WRITTEN TASK: Copy out the following lines word for word.

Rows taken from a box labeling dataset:
:::::

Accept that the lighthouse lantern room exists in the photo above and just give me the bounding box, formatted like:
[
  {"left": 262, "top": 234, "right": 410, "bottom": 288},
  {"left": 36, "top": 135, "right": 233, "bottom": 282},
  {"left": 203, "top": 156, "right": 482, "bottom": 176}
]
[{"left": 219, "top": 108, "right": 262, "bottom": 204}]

:::::

EXERCISE OUTPUT:
Accept that the lighthouse lantern room exists in the photo above and just give me the bounding box, formatted like:
[
  {"left": 262, "top": 234, "right": 410, "bottom": 288},
  {"left": 36, "top": 135, "right": 233, "bottom": 282},
  {"left": 203, "top": 156, "right": 482, "bottom": 176}
]
[{"left": 219, "top": 108, "right": 262, "bottom": 204}]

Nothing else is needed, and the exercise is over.